> _What you need to do_: Whenever a line in the entries includes the word "stool", copy that line out.
Start of Source data
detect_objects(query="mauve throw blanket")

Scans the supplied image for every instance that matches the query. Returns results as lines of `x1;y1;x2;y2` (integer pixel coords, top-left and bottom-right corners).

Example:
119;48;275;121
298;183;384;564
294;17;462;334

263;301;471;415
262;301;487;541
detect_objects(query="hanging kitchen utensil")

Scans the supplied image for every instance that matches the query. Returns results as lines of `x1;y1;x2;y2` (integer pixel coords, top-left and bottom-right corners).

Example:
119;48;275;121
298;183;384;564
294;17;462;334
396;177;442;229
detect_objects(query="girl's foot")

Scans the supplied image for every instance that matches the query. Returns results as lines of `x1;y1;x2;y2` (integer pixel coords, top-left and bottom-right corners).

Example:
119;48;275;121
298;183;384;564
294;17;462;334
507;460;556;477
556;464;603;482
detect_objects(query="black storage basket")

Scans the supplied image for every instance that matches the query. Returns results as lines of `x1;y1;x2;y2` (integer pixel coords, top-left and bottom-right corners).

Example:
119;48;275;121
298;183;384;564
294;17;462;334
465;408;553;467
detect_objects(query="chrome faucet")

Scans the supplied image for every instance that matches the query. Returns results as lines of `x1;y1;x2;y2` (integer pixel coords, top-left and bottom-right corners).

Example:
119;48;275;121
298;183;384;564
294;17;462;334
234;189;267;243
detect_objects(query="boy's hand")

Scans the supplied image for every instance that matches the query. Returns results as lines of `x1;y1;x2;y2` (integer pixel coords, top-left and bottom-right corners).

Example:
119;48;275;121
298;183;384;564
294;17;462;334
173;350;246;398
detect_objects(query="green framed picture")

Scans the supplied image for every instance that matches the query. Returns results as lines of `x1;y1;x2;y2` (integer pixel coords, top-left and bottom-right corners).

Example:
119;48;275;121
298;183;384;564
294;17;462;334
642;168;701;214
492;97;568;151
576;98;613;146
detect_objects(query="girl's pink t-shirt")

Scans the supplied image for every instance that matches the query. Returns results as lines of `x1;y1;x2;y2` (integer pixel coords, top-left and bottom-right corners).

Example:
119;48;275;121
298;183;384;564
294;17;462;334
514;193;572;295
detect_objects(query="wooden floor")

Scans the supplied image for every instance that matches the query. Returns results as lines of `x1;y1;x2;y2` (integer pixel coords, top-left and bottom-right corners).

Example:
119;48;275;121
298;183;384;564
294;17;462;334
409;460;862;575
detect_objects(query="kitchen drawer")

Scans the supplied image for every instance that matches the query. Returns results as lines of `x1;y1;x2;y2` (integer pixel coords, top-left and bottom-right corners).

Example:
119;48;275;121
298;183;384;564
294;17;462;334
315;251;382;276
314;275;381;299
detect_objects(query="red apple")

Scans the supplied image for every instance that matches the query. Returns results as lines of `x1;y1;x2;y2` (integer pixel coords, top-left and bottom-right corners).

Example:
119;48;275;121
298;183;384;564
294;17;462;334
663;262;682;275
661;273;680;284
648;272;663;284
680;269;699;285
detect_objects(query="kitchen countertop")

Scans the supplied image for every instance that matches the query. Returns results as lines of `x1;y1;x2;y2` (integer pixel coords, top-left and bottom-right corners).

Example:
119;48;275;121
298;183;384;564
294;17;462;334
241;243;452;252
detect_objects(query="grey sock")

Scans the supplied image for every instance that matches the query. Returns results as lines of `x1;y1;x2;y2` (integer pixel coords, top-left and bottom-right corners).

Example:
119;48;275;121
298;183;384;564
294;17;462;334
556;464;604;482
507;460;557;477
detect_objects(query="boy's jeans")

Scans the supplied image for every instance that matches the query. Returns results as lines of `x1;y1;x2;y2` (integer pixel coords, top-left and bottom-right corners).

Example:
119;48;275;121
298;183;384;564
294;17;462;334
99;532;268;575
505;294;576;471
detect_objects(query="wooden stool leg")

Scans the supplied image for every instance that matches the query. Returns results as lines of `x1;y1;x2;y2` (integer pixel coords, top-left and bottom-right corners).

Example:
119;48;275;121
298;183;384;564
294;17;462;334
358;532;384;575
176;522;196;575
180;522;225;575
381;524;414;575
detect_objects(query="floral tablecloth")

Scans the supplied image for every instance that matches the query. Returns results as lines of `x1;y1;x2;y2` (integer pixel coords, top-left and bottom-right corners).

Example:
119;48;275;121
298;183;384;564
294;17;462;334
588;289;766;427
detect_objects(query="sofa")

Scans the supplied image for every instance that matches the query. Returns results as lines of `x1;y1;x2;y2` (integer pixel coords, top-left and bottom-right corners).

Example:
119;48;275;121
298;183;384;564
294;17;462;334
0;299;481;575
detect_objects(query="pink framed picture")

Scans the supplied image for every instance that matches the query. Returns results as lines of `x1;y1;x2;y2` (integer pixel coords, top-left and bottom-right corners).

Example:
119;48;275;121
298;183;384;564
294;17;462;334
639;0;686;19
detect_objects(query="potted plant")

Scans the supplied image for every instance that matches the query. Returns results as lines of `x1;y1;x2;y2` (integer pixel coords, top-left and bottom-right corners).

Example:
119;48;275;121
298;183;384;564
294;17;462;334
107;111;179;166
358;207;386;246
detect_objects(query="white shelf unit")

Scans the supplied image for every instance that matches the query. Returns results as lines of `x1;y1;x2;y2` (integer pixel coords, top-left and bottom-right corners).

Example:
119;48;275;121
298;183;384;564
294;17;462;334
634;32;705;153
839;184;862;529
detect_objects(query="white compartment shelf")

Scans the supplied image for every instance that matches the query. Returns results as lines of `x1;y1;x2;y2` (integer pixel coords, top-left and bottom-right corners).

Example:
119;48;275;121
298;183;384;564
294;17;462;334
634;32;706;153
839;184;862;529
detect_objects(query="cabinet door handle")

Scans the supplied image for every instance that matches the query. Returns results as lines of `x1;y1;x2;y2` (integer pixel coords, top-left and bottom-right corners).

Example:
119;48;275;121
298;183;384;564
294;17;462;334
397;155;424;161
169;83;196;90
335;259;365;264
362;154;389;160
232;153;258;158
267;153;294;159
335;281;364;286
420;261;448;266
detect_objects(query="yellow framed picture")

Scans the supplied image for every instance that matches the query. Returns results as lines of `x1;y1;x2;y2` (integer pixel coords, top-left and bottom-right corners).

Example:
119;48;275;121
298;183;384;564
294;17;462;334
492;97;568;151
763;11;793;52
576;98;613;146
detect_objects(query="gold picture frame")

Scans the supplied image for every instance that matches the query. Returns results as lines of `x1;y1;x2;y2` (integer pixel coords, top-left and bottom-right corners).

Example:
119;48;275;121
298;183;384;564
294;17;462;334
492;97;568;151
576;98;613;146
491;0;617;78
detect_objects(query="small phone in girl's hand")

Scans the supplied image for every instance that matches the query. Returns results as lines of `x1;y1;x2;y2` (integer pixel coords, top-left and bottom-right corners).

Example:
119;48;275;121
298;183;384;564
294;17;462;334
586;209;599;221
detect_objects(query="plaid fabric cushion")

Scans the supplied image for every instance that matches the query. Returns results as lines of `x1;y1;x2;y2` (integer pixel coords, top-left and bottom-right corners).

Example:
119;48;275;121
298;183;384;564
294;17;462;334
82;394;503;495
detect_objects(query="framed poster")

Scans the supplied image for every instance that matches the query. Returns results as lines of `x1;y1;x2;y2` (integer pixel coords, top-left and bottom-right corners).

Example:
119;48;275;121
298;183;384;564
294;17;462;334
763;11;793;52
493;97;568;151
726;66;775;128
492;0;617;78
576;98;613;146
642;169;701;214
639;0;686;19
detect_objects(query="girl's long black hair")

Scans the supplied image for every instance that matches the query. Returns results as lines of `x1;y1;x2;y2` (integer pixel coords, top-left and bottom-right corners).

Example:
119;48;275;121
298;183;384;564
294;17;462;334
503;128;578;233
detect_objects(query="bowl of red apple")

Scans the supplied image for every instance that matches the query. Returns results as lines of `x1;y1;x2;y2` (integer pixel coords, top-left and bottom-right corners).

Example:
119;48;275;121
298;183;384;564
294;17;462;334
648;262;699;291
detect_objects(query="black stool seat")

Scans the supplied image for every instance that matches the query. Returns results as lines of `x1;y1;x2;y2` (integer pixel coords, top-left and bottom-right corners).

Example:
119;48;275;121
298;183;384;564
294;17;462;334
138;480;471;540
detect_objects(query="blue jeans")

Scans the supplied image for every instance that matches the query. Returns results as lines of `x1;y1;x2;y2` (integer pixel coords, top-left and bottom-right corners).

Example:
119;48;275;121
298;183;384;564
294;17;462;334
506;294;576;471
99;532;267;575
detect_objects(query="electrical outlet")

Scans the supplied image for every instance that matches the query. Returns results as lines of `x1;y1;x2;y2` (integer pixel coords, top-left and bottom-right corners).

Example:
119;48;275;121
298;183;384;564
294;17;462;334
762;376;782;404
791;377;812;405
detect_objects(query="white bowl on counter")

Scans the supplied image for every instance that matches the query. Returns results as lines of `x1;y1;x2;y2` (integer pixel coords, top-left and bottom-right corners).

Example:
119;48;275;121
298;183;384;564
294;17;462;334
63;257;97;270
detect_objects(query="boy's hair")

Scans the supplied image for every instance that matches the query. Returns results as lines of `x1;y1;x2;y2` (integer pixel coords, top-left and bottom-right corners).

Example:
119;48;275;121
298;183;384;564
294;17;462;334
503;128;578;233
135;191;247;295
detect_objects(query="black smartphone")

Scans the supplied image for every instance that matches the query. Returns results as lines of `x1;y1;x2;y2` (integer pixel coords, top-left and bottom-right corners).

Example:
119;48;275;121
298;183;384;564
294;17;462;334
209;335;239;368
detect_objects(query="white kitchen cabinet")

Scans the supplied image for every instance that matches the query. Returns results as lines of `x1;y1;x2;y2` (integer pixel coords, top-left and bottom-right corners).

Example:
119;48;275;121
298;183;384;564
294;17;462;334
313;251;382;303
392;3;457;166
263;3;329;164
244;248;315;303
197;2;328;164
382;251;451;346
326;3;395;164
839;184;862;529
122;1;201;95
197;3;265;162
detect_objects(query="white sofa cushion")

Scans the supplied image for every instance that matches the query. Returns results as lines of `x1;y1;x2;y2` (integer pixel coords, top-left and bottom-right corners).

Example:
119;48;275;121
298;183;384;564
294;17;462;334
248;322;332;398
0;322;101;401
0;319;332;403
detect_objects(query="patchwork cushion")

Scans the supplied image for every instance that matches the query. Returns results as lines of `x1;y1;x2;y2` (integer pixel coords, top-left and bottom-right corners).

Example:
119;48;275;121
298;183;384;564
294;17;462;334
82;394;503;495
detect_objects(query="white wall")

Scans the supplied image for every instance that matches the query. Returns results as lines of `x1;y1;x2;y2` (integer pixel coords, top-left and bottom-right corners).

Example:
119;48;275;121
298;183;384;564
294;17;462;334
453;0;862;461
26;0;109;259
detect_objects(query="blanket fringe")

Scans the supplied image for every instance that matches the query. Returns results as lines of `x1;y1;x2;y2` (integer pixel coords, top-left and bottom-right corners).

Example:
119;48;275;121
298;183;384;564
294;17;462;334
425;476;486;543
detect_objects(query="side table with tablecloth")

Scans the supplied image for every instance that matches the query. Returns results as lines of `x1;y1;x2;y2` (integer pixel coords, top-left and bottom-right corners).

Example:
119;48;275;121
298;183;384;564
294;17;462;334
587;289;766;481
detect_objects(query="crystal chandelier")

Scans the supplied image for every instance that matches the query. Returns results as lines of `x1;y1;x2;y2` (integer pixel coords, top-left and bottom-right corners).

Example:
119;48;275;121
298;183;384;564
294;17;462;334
End of Source data
> _Solved problem_:
detect_objects(query="wooden stool leg")
detect_objects(query="black stool seat")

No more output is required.